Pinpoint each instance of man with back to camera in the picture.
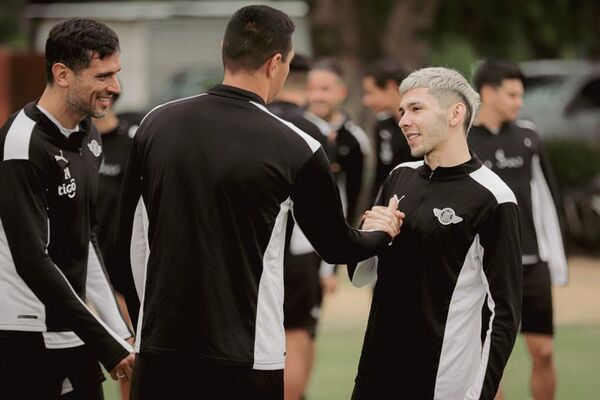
[0,19,134,400]
[349,68,522,400]
[268,54,332,400]
[110,6,403,400]
[362,59,418,202]
[469,60,568,400]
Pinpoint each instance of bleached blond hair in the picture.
[400,67,480,133]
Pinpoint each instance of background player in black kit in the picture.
[93,90,143,399]
[469,60,568,400]
[0,19,134,400]
[362,59,418,202]
[307,58,371,224]
[349,68,522,400]
[268,54,333,400]
[116,6,402,400]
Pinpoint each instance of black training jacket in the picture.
[349,158,522,400]
[116,85,389,370]
[468,120,568,285]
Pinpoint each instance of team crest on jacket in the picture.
[433,207,462,225]
[88,140,102,157]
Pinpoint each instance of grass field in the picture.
[105,259,600,400]
[105,326,600,400]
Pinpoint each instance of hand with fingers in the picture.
[362,195,405,239]
[110,353,135,381]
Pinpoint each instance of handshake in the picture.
[362,195,405,239]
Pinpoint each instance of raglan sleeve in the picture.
[0,159,133,371]
[291,148,390,264]
[479,201,523,400]
[108,130,148,327]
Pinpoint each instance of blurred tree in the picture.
[0,0,27,48]
[307,0,438,68]
[431,0,600,66]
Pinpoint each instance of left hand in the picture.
[362,195,405,239]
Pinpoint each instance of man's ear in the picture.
[52,63,74,87]
[448,103,467,127]
[265,53,283,78]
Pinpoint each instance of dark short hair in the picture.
[221,5,295,71]
[46,18,119,83]
[363,59,407,89]
[290,53,311,73]
[473,60,523,92]
[311,57,344,80]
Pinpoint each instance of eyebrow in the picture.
[398,100,424,111]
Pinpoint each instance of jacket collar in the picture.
[418,151,482,180]
[208,84,266,106]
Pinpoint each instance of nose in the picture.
[398,112,411,129]
[107,76,121,94]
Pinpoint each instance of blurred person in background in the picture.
[268,54,332,400]
[469,60,568,400]
[362,59,417,203]
[307,58,370,224]
[348,68,522,400]
[114,5,403,400]
[92,93,142,400]
[307,58,370,294]
[0,19,135,400]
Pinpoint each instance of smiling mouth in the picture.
[404,133,421,144]
[96,95,112,105]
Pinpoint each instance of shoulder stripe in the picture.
[390,160,424,174]
[469,165,517,204]
[515,119,537,132]
[250,101,321,153]
[140,93,208,126]
[3,110,35,161]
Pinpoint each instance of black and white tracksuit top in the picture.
[371,112,422,201]
[0,102,133,370]
[116,85,389,370]
[349,157,522,400]
[468,120,568,285]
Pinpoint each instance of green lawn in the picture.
[105,326,600,400]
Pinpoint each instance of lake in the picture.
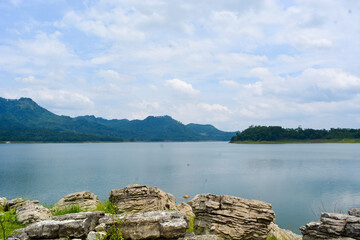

.....

EXERCISE PROMPT :: Quote the data from the line containing "Pinpoint each instance of black and" through the end of the data, both ends included, leaving out the pictures.

THE RESULT ::
Pinpoint each instance of black and white tracksuit top in the picture.
[371,112,422,201]
[0,102,133,370]
[116,85,389,370]
[349,157,522,400]
[468,120,568,285]
Pinpoint each instance of green lawn in the picture.
[105,326,600,400]
Pinpoint each instance of lake in the picture.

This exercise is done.